Copy out the following items line for line, with no changes.

-------- Records supplied

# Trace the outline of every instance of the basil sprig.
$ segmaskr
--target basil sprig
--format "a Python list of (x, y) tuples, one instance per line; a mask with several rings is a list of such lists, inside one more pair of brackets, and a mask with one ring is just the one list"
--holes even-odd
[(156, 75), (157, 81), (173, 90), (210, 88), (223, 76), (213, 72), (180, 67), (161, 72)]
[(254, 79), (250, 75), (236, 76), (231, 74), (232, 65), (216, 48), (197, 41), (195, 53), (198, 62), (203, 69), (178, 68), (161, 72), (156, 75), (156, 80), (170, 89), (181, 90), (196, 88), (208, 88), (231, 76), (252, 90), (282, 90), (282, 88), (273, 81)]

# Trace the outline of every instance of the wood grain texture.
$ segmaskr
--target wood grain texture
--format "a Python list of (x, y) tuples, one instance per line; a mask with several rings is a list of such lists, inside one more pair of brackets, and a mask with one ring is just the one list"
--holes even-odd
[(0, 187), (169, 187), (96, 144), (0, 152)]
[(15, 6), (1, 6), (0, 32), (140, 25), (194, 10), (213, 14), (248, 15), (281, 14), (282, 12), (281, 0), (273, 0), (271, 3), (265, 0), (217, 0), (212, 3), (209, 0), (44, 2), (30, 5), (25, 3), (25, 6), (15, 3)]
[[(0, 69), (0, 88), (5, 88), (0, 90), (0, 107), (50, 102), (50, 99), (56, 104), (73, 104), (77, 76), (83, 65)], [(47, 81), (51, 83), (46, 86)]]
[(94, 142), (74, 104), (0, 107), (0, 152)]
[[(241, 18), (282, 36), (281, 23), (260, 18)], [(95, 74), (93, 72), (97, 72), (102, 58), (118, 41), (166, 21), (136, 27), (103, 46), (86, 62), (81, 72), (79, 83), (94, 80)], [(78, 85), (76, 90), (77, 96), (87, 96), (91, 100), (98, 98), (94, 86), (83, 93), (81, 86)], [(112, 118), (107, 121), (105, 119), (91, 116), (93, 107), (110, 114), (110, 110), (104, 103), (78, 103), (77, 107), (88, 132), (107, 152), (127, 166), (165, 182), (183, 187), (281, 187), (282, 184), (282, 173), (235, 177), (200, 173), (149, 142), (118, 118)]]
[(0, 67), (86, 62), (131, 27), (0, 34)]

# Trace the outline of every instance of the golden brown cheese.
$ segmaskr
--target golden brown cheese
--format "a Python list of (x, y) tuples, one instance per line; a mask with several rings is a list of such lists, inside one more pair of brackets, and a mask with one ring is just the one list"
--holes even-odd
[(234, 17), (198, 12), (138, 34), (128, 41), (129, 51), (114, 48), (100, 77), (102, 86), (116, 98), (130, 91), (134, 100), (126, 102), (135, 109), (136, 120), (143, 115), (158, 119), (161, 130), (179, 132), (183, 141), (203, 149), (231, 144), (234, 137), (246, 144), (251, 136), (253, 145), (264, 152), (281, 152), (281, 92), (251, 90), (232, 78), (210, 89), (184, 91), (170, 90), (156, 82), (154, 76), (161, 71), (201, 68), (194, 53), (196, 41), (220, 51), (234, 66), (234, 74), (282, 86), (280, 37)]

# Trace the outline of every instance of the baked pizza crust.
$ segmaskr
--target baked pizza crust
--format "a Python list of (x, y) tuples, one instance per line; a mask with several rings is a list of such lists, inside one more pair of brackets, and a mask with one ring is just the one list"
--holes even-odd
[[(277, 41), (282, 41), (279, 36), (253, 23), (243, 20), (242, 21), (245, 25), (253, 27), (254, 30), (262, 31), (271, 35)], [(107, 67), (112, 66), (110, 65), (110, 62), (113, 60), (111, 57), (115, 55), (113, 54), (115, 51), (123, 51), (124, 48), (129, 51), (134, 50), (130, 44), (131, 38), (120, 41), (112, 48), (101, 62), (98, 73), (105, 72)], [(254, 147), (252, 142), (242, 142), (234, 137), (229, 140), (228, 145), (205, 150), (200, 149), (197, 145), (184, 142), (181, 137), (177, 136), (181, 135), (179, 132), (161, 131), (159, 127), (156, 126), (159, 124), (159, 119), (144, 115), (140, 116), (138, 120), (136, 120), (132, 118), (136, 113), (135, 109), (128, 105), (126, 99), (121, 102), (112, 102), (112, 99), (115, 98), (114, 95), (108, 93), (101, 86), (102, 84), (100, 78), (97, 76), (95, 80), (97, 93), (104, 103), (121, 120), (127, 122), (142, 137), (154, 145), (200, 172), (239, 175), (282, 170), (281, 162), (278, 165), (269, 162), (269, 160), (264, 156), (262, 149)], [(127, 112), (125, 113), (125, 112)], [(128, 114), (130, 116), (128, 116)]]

----------------

* **Solved exercise**:
# Trace the outline of every instance of the basil sprig.
$ segmaskr
--target basil sprig
--format "a Python list of (x, y) tuples, one instance per line; a mask with several rings is a list of such lists, inside one more pair of brackets, and a mask with one ring is just the one list"
--holes even-odd
[(156, 75), (157, 81), (173, 90), (210, 88), (223, 76), (213, 72), (180, 67), (161, 72)]
[(254, 79), (250, 75), (236, 76), (231, 74), (232, 65), (216, 48), (197, 41), (195, 53), (198, 62), (203, 69), (178, 68), (161, 72), (156, 75), (156, 80), (170, 89), (181, 90), (196, 88), (208, 88), (231, 76), (252, 90), (282, 90), (282, 88), (273, 81)]

# Trace the outline of every instance of the wood grain texture.
$ segmaskr
--target wood grain texture
--format "a Python list of (x, y) tuples, one instance per line; a mask with several rings is a list of such lists, inside one more pair of brackets, and a mask with one ring is just the one list"
--holes even-odd
[(0, 187), (169, 187), (96, 144), (0, 152)]
[(15, 6), (1, 6), (0, 32), (140, 25), (194, 10), (213, 14), (248, 15), (281, 14), (282, 12), (281, 0), (273, 0), (271, 3), (265, 0), (217, 0), (212, 3), (209, 0), (44, 2), (30, 5), (25, 3), (25, 6), (15, 3)]
[[(0, 69), (0, 88), (5, 88), (0, 90), (0, 107), (50, 102), (50, 99), (56, 104), (73, 104), (77, 76), (83, 65)], [(47, 81), (51, 83), (46, 86)]]
[(94, 142), (74, 104), (0, 107), (0, 152)]
[[(241, 18), (282, 36), (281, 23), (260, 18)], [(95, 74), (93, 72), (97, 72), (102, 58), (118, 41), (166, 21), (136, 27), (103, 46), (86, 62), (81, 72), (79, 83), (94, 80)], [(78, 85), (76, 90), (77, 96), (87, 96), (91, 100), (98, 98), (94, 86), (83, 93), (81, 86)], [(112, 118), (107, 121), (105, 119), (91, 116), (93, 107), (110, 114), (110, 110), (104, 103), (78, 103), (77, 107), (88, 132), (107, 152), (127, 166), (165, 182), (183, 187), (281, 187), (282, 184), (282, 173), (235, 177), (200, 173), (149, 142), (118, 118)]]
[(0, 67), (86, 62), (131, 27), (0, 34)]

# Trace the outline of every instance of the golden brown cheese.
$ segmaskr
--target golden brown cheese
--format "a Python list of (x, y) tuples, one instance per line; a mask with several rings is a list of such lists, inside one more pair of brackets, and a mask with one ring is just the one list"
--holes even-odd
[(234, 17), (198, 12), (138, 34), (128, 41), (129, 51), (114, 48), (100, 77), (102, 86), (116, 98), (130, 91), (134, 100), (126, 102), (135, 109), (136, 120), (143, 115), (158, 119), (161, 130), (179, 132), (183, 141), (203, 149), (231, 144), (234, 137), (246, 144), (251, 136), (253, 145), (264, 152), (281, 152), (281, 92), (251, 90), (232, 78), (210, 89), (184, 91), (170, 90), (156, 82), (154, 76), (161, 71), (201, 68), (194, 53), (196, 41), (220, 51), (234, 66), (234, 74), (282, 86), (280, 37)]

# Trace the outline of every instance of the baked pizza crust.
$ segmaskr
--target baked pizza crust
--format "a Python list of (x, y) tuples, one instance per line; a mask with several rings is a list of such lists, inside one more pair of brackets, and a mask with one ring is just the one list"
--holes even-odd
[[(277, 41), (282, 41), (279, 36), (253, 23), (243, 20), (242, 21), (245, 25), (253, 27), (254, 30), (262, 31), (271, 35)], [(107, 67), (112, 66), (110, 65), (110, 62), (113, 60), (111, 57), (115, 55), (113, 54), (115, 51), (123, 51), (124, 48), (129, 51), (134, 50), (130, 44), (131, 38), (120, 41), (112, 48), (101, 62), (98, 73), (105, 72)], [(254, 147), (252, 142), (242, 142), (234, 137), (229, 140), (228, 145), (205, 150), (200, 149), (197, 145), (184, 142), (181, 137), (177, 136), (181, 135), (179, 132), (161, 131), (159, 127), (156, 126), (159, 124), (159, 119), (144, 115), (140, 116), (138, 120), (136, 120), (132, 118), (136, 113), (135, 109), (128, 105), (126, 99), (121, 102), (112, 102), (112, 99), (115, 98), (114, 95), (108, 93), (101, 86), (102, 84), (100, 78), (97, 76), (95, 80), (97, 93), (104, 103), (121, 120), (127, 122), (142, 137), (154, 145), (200, 172), (239, 175), (282, 170), (281, 162), (278, 165), (269, 162), (269, 160), (264, 156), (262, 149)], [(127, 112), (125, 113), (125, 112)], [(128, 114), (130, 116), (128, 116)]]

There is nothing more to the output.